In the records below, find the line that contains "positive clicks: (163, 272)" and the line that contains "positive clicks: (276, 195)", then retype exactly those two lines and every line between them.
================================
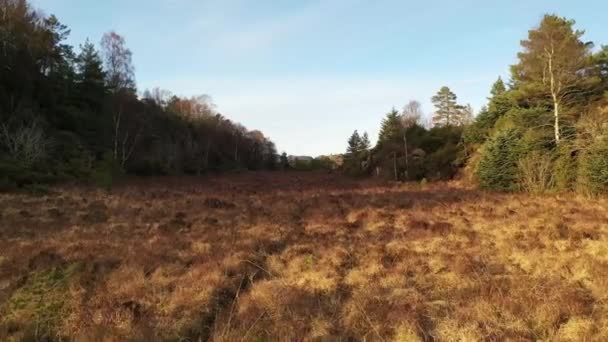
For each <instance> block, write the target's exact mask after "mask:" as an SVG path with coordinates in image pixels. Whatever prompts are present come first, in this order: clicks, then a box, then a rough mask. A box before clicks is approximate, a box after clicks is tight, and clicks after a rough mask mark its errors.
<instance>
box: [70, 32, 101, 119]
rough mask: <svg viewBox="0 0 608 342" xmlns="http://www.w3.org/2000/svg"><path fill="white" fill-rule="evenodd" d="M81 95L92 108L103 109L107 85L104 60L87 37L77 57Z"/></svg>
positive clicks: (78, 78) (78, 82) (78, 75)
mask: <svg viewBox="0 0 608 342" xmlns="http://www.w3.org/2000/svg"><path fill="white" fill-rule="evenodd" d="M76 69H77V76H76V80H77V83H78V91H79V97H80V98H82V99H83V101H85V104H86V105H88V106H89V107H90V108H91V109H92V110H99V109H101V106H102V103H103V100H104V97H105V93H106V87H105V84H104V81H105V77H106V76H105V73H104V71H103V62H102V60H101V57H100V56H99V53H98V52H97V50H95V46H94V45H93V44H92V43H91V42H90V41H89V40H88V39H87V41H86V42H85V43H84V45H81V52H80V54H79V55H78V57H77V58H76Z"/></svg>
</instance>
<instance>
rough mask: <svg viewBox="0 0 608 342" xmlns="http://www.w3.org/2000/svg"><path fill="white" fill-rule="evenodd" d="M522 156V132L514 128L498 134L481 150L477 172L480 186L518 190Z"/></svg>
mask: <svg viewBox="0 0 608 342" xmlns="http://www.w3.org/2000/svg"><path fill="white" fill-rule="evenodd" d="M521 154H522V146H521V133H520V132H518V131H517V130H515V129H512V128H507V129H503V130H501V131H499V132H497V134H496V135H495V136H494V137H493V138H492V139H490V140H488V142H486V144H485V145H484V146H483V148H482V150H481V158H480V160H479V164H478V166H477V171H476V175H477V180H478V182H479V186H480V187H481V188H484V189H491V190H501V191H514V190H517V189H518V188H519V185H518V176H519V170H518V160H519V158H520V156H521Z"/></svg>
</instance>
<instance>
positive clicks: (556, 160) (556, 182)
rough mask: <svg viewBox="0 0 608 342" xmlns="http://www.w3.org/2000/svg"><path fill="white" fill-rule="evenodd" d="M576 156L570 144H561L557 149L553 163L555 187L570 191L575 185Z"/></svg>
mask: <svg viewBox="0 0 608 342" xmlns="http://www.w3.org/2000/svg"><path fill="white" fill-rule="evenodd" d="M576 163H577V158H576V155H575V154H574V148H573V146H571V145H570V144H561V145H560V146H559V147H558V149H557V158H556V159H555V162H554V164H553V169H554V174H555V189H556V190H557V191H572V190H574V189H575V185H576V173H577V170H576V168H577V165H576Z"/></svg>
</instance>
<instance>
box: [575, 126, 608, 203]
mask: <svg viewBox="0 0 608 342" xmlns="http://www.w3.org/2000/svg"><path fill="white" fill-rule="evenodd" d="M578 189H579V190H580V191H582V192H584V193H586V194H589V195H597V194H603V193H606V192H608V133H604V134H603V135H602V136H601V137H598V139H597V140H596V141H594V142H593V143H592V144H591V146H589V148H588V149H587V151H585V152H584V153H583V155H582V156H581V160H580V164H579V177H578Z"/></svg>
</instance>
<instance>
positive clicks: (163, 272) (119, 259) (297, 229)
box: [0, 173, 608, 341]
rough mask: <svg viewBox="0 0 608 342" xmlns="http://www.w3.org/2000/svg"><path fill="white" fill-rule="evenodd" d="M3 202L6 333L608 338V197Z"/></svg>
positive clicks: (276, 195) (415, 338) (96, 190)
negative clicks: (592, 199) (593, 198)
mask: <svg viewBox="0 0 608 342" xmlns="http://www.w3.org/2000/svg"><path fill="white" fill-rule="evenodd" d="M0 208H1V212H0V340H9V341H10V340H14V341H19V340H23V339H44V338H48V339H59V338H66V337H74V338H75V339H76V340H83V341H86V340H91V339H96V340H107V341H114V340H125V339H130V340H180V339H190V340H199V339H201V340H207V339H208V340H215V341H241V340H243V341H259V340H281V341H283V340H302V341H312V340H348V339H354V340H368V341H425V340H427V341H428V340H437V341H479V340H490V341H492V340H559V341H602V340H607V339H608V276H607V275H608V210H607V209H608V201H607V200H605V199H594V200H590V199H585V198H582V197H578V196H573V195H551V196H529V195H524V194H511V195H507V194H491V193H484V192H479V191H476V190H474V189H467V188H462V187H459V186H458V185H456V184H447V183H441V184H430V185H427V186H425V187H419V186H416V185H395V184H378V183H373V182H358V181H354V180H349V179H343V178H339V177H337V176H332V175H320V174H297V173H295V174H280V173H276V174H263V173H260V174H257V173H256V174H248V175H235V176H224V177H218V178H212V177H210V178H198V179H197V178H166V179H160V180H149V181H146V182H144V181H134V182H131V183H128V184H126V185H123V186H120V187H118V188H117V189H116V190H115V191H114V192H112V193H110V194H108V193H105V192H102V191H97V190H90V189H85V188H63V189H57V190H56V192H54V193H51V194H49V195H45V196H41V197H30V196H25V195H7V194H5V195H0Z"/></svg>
================================
→ WRITTEN SOLUTION
positive clicks: (163, 272) (119, 259) (297, 229)
box: [0, 173, 608, 341]
rough mask: <svg viewBox="0 0 608 342" xmlns="http://www.w3.org/2000/svg"><path fill="white" fill-rule="evenodd" d="M3 202L6 333L608 338V197Z"/></svg>
positive clicks: (276, 195) (415, 338) (96, 190)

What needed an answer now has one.